[Records from a dataset]
§ §

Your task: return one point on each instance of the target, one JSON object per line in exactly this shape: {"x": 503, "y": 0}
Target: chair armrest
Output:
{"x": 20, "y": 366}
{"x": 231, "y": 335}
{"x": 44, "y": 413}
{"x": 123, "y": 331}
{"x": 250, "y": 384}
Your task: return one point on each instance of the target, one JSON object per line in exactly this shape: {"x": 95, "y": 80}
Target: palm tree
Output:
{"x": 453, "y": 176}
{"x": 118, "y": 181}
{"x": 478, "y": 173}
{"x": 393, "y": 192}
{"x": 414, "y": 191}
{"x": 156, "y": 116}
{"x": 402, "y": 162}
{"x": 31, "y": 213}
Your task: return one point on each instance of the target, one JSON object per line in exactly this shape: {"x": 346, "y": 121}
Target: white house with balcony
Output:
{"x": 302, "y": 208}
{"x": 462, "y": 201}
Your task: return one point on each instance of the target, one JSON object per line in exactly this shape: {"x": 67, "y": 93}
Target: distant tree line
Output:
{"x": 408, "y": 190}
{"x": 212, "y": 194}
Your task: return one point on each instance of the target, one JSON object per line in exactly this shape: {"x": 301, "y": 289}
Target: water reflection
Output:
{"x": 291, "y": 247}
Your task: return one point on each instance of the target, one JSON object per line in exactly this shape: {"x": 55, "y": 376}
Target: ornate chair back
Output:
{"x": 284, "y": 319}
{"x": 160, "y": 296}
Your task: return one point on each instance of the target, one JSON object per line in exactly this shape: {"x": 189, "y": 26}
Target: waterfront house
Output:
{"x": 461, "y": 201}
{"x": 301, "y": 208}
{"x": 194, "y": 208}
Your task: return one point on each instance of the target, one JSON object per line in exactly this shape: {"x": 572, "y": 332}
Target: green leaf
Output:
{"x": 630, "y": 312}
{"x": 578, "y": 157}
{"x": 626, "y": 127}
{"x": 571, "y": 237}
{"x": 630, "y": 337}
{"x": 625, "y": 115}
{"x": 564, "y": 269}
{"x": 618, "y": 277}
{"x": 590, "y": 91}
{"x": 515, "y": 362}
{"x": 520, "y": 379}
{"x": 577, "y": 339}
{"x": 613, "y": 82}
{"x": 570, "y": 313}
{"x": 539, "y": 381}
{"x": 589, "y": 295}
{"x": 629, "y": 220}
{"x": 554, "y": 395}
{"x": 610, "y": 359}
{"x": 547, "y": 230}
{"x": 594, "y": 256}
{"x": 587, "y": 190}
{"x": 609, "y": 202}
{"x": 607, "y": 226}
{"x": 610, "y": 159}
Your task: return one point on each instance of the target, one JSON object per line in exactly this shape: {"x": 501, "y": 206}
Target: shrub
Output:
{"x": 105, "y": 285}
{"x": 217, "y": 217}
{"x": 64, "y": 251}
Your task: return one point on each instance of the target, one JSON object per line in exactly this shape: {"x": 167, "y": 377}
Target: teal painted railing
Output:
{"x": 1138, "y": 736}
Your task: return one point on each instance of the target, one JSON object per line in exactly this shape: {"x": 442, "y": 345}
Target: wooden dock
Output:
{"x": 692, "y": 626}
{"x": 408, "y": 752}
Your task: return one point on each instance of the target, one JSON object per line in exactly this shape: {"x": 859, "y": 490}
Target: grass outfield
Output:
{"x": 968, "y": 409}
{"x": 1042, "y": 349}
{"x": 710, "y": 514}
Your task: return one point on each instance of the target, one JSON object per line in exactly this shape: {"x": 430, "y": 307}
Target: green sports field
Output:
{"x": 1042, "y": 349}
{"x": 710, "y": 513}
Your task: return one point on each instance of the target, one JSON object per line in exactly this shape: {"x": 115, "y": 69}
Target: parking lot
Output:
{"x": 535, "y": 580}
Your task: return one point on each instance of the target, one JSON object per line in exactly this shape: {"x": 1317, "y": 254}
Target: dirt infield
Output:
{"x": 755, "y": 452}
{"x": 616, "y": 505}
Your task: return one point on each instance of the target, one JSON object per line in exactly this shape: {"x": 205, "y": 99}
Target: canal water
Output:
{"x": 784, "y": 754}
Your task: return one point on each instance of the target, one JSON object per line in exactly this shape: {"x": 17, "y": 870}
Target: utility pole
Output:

§ §

» **Your assignment**
The entries shown above must be restated word for word.

» **The answer**
Your task: return one point on each instance of the target, one JSON object per line in exactly this shape: {"x": 503, "y": 0}
Target: chair armrest
Output:
{"x": 20, "y": 366}
{"x": 231, "y": 335}
{"x": 44, "y": 413}
{"x": 123, "y": 331}
{"x": 250, "y": 384}
Your task: return one point on each instance of the target, one JSON object per line in exactly this shape: {"x": 95, "y": 80}
Target: palm tree
Output:
{"x": 453, "y": 176}
{"x": 118, "y": 181}
{"x": 478, "y": 173}
{"x": 393, "y": 192}
{"x": 414, "y": 191}
{"x": 156, "y": 116}
{"x": 402, "y": 162}
{"x": 31, "y": 213}
Your task: return one point on each instance of the target, one JSON object per line in exactly this shape: {"x": 346, "y": 121}
Target: white house with balcony
Output:
{"x": 302, "y": 208}
{"x": 462, "y": 201}
Your task: return one point on each instance of the target, one JSON object per line in exactly this shape: {"x": 67, "y": 93}
Target: distant tree line
Output:
{"x": 408, "y": 190}
{"x": 212, "y": 194}
Your task: return one point on each instance of the target, one JSON object per line in exactly this shape: {"x": 301, "y": 289}
Target: water reflection
Output:
{"x": 291, "y": 247}
Your task: return one point on each instance of the target, one JSON object per line in exactly this shape: {"x": 55, "y": 376}
Target: ornate chair back
Output:
{"x": 284, "y": 319}
{"x": 160, "y": 296}
Your task: return one point on each instance of the target, one JSON object per line in exactly this shape: {"x": 189, "y": 26}
Target: waterfront house
Output:
{"x": 461, "y": 201}
{"x": 301, "y": 208}
{"x": 194, "y": 208}
Your task: return one point on each instance of the target, one JSON object per line in exactly this shape: {"x": 572, "y": 332}
Target: green leaf
Output:
{"x": 630, "y": 312}
{"x": 578, "y": 157}
{"x": 626, "y": 127}
{"x": 571, "y": 237}
{"x": 630, "y": 337}
{"x": 625, "y": 115}
{"x": 564, "y": 269}
{"x": 618, "y": 277}
{"x": 590, "y": 91}
{"x": 515, "y": 362}
{"x": 520, "y": 379}
{"x": 577, "y": 339}
{"x": 613, "y": 82}
{"x": 570, "y": 313}
{"x": 539, "y": 381}
{"x": 589, "y": 295}
{"x": 629, "y": 220}
{"x": 554, "y": 395}
{"x": 610, "y": 359}
{"x": 547, "y": 230}
{"x": 594, "y": 256}
{"x": 587, "y": 190}
{"x": 609, "y": 202}
{"x": 607, "y": 226}
{"x": 610, "y": 159}
Your task: return one point on each instance of the target, one JSON object per line in exactly this shape: {"x": 501, "y": 206}
Target: shrub
Output:
{"x": 105, "y": 285}
{"x": 217, "y": 217}
{"x": 64, "y": 251}
Your task: return one point on each instance of the target, one JSON object per line in exactly this shape: {"x": 167, "y": 377}
Target: teal painted railing
Output:
{"x": 1138, "y": 736}
Your task: return one point on each instance of the target, one JSON object per line in exactly this shape: {"x": 442, "y": 345}
Target: wooden dock
Output:
{"x": 692, "y": 626}
{"x": 408, "y": 752}
Your task: return one point on each instance of the target, one JSON object per line in exactly this shape: {"x": 859, "y": 490}
Target: grass outfield
Output:
{"x": 968, "y": 409}
{"x": 1042, "y": 349}
{"x": 710, "y": 514}
Your task: return one point on each instance of the target, one JSON object per line in exactly this shape: {"x": 430, "y": 307}
Target: green sports field
Output:
{"x": 1042, "y": 349}
{"x": 710, "y": 513}
Your task: return one point on each instance of the target, one JSON object per line in exactly this shape: {"x": 115, "y": 69}
Target: parking lot
Output:
{"x": 535, "y": 580}
Your task: return one point on each instance of the target, one JSON object per line in exactly this shape: {"x": 1317, "y": 254}
Target: dirt infield
Output:
{"x": 755, "y": 452}
{"x": 616, "y": 505}
Your task: return one point on each instance of the target, one JSON object per line in exactly this shape: {"x": 205, "y": 99}
Target: canal water
Output:
{"x": 784, "y": 754}
Your task: return one point on each instance of the target, one JSON object per line in exactly this shape: {"x": 17, "y": 870}
Target: utility pole
Output:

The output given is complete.